==== Material provided ====

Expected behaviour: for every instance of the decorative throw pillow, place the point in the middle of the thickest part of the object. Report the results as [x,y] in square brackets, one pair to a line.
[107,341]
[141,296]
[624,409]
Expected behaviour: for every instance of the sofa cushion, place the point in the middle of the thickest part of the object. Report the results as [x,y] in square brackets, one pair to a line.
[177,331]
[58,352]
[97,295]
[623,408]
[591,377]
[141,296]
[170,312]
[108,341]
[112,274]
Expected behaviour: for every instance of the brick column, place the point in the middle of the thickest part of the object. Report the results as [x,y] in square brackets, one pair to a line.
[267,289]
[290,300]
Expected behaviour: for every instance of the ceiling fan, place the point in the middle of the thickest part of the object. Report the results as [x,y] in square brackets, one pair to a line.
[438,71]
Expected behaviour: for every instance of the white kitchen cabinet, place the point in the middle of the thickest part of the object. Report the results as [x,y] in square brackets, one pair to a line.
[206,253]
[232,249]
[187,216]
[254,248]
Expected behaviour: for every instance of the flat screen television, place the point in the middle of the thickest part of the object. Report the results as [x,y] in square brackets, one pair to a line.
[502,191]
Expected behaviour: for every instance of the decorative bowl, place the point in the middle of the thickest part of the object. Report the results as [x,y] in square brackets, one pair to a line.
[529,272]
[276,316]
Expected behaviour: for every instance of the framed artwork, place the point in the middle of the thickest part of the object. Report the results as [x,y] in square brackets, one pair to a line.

====

▸ **What to produce**: Repeat every record, exactly as written.

▸ **Reply**:
Expected behaviour: for every instance of the decorative throw pillow, place the point in the middle of the thickest part of the object. Report the results as [x,y] in square brackets, one pair to a line.
[107,341]
[141,296]
[624,409]
Expected behaviour: for every instance of the sofa cushion, place the point in the middle of the thickest part of the object. Report the results as [x,y] in square brackets, one pair to a line.
[177,331]
[58,352]
[97,295]
[623,408]
[591,377]
[141,296]
[170,312]
[108,341]
[112,274]
Expected behaviour: for every instance of the brick column, place the point in the middle of the thickest part of the object. Report the results as [x,y] in square brackets, one pair to a line.
[267,289]
[290,300]
Expected behaviour: for every instance of the ceiling fan, place the point in the middle of the thickest part of the object. Report the results as [x,y] in square brackets, one pair to a line.
[438,71]
Expected behaviour: for every instance of the white kitchen cabinet, place the point in the middle of the thickest part of the object. Report the results as [x,y] in square brackets, one pair to a line.
[206,253]
[232,249]
[187,216]
[254,248]
Expected behaviour: for every instance of the flat screen television, place the point in the middle of the thickest part of the object. Report the results as [x,y] in square brackets, one pair to a line.
[502,191]
Expected behaviour: for every instance of the decorative bowl, place the point in the middle of the thickest part of the object. Report the results as [x,y] in square brackets, one pair to a line.
[529,272]
[276,316]
Expected behaviour: for every instance of the framed artwork, place the point in the middle of the thickest part of the object. Report the results as [x,y] in square brackets, one pair to a line.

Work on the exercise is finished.